Rows from a data source:
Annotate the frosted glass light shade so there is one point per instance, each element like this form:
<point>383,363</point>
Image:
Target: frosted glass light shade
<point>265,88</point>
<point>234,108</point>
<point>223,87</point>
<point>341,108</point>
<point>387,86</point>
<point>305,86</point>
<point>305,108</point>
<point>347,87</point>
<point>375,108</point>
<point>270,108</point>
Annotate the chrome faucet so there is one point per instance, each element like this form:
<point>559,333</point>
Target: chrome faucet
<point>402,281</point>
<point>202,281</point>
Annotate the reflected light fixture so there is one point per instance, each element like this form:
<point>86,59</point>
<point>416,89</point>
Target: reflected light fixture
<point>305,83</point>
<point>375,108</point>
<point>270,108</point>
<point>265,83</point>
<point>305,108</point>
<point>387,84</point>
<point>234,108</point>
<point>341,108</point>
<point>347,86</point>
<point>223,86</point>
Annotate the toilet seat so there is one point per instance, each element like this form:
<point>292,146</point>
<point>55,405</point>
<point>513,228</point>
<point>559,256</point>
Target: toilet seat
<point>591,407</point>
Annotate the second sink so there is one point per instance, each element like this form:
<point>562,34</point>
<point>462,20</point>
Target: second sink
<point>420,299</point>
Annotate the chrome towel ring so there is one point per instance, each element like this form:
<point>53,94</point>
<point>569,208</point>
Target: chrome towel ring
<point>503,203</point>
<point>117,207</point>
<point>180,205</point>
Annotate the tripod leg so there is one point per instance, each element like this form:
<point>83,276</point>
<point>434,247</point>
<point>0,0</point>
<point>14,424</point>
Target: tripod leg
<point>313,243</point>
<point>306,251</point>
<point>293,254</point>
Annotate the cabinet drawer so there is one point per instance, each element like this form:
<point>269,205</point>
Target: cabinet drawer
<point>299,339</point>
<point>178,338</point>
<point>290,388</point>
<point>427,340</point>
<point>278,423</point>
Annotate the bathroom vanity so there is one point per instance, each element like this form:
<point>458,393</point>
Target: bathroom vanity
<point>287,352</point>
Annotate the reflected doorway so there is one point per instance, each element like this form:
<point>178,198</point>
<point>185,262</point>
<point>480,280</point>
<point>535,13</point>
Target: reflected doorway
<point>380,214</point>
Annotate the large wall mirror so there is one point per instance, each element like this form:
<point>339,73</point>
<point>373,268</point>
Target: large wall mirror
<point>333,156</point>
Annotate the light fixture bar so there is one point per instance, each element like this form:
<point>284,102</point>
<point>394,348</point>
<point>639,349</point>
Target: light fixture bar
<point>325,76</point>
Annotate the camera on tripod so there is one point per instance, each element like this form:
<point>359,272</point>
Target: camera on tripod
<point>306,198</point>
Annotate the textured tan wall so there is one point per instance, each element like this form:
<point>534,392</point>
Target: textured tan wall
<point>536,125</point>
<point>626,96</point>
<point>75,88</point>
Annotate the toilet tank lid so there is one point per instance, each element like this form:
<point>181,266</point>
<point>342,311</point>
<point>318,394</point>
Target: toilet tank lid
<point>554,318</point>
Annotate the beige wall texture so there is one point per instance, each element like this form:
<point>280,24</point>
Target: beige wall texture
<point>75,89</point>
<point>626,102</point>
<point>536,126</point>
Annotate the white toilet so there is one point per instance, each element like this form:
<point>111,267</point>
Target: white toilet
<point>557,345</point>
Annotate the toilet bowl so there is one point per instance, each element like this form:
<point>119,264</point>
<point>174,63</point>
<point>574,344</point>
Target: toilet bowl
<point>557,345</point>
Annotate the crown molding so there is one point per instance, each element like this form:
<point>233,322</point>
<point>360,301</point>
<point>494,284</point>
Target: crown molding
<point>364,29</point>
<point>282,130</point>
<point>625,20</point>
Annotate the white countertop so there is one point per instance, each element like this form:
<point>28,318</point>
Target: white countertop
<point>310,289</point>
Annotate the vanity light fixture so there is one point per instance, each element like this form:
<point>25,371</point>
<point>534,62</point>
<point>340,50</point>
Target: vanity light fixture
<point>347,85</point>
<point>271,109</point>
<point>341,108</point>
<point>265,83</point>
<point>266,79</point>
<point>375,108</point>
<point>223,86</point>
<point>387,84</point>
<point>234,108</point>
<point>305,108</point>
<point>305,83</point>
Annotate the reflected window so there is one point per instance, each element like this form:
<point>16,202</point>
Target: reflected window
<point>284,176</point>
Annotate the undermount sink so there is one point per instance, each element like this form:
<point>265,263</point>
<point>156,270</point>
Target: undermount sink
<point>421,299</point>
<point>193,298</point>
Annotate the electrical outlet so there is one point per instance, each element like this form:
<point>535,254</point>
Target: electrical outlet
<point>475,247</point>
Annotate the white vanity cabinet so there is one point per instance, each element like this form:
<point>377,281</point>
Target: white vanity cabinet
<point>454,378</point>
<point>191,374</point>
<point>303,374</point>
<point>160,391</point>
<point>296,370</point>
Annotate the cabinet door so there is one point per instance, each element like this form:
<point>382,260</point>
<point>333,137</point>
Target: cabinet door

WHAT YOU WILL DO ▸ Return all of the rows above verbatim, line for line, with nothing changed.

EXERCISE RESPONSE ▸
Annotate the frosted glass light shade so there is one point per instance, each element like this form:
<point>383,363</point>
Image:
Target: frosted glass light shade
<point>265,88</point>
<point>234,108</point>
<point>223,87</point>
<point>341,108</point>
<point>387,86</point>
<point>305,86</point>
<point>305,108</point>
<point>347,87</point>
<point>375,108</point>
<point>270,108</point>
Annotate the chrome faucet so there is one point per instance, each element like this form:
<point>559,333</point>
Target: chrome faucet
<point>402,281</point>
<point>202,281</point>
Annotate the reflected light fixture so there is one point per instance, each element like this form:
<point>86,59</point>
<point>416,89</point>
Target: reflected light fixture
<point>305,83</point>
<point>375,108</point>
<point>270,108</point>
<point>265,83</point>
<point>305,108</point>
<point>387,84</point>
<point>234,108</point>
<point>341,108</point>
<point>347,86</point>
<point>223,86</point>
Annotate the toilet seat so there is one point per instance, each element like this form:
<point>292,146</point>
<point>55,405</point>
<point>513,228</point>
<point>559,256</point>
Target: toilet seat
<point>591,407</point>
Annotate the second sink so there is one point per instance, each element like this form:
<point>562,34</point>
<point>462,20</point>
Target: second sink
<point>420,299</point>
Annotate the chrome towel ring so there is one point per instance, each element like this form:
<point>53,94</point>
<point>569,208</point>
Target: chrome towel ring
<point>503,203</point>
<point>117,207</point>
<point>180,205</point>
Annotate the tripod leg so there is one point per instance, each element like this form:
<point>83,276</point>
<point>434,247</point>
<point>0,0</point>
<point>14,424</point>
Target: tripod leg
<point>313,243</point>
<point>306,251</point>
<point>293,254</point>
Annotate the cabinet drawer so there is one point per instance, each element like this form:
<point>269,205</point>
Target: cabinet drawer
<point>299,339</point>
<point>178,338</point>
<point>290,388</point>
<point>427,340</point>
<point>278,423</point>
Annotate the bathroom vanity so there is one point per instance, each element like this form:
<point>458,393</point>
Target: bathroom vanity
<point>287,352</point>
Annotate the reflected doorway so there is one point per instance, each element like this form:
<point>178,198</point>
<point>185,262</point>
<point>480,280</point>
<point>535,13</point>
Target: reflected doorway
<point>380,214</point>
Annotate the large wall mirror so there is one point per instance, each element like this form:
<point>339,73</point>
<point>373,268</point>
Target: large wall mirror
<point>333,156</point>
Annotate the light fixture bar so there is one point per instance, each element like this form:
<point>284,102</point>
<point>394,348</point>
<point>639,349</point>
Target: light fixture bar
<point>325,76</point>
Annotate the camera on tripod so there is one point per instance, each element like this form:
<point>359,272</point>
Target: camera on tripod
<point>306,198</point>
Annotate the textured tan wall so there is one point per instance, each element like this form:
<point>534,392</point>
Target: textured tan wall
<point>536,125</point>
<point>626,96</point>
<point>75,88</point>
Annotate the toilet tank lid so there is one point per instance, each element like this form:
<point>181,266</point>
<point>342,311</point>
<point>318,394</point>
Target: toilet tank lid
<point>554,318</point>
Annotate the beige wall texture so there is one point per instance, each element like this form:
<point>280,24</point>
Target: beige wall texture
<point>75,89</point>
<point>626,102</point>
<point>536,126</point>
Annotate the white toilet so there is one point per instance, each element like this form:
<point>111,267</point>
Target: white toilet
<point>557,345</point>
Annotate the toilet bowl so there is one point per instance, each element like this form:
<point>119,264</point>
<point>174,63</point>
<point>574,344</point>
Target: toilet bowl
<point>557,345</point>
Annotate the crown molding so there is one point per instance, each element like this form:
<point>233,322</point>
<point>360,301</point>
<point>494,284</point>
Target: crown molding
<point>364,29</point>
<point>282,130</point>
<point>625,20</point>
Annotate the white countertop so there is one point per instance, each element like this form:
<point>28,318</point>
Target: white countertop
<point>310,289</point>
Annotate the vanity light fixture so there is one point per instance, each element like this form:
<point>25,371</point>
<point>534,62</point>
<point>340,50</point>
Target: vanity light fixture
<point>347,85</point>
<point>271,109</point>
<point>341,108</point>
<point>265,83</point>
<point>266,79</point>
<point>375,108</point>
<point>223,86</point>
<point>387,84</point>
<point>234,108</point>
<point>305,108</point>
<point>305,83</point>
Annotate the reflected window so there is one point per instance, each element like this form:
<point>16,202</point>
Target: reflected window
<point>284,176</point>
Annotate the undermount sink so there is one point per instance, each element like this form:
<point>265,263</point>
<point>156,270</point>
Target: undermount sink
<point>421,299</point>
<point>193,298</point>
Annotate the electrical outlet so there is one point per instance, each element like this form:
<point>535,254</point>
Target: electrical outlet
<point>475,247</point>
Annotate the white vanity cabinet so there is one point per instance, each element like this form:
<point>377,281</point>
Target: white vanity cabinet
<point>454,378</point>
<point>191,374</point>
<point>303,374</point>
<point>160,391</point>
<point>296,370</point>
Annotate the cabinet door so there is one point per instance, each element like this form:
<point>382,260</point>
<point>333,137</point>
Target: cabinet door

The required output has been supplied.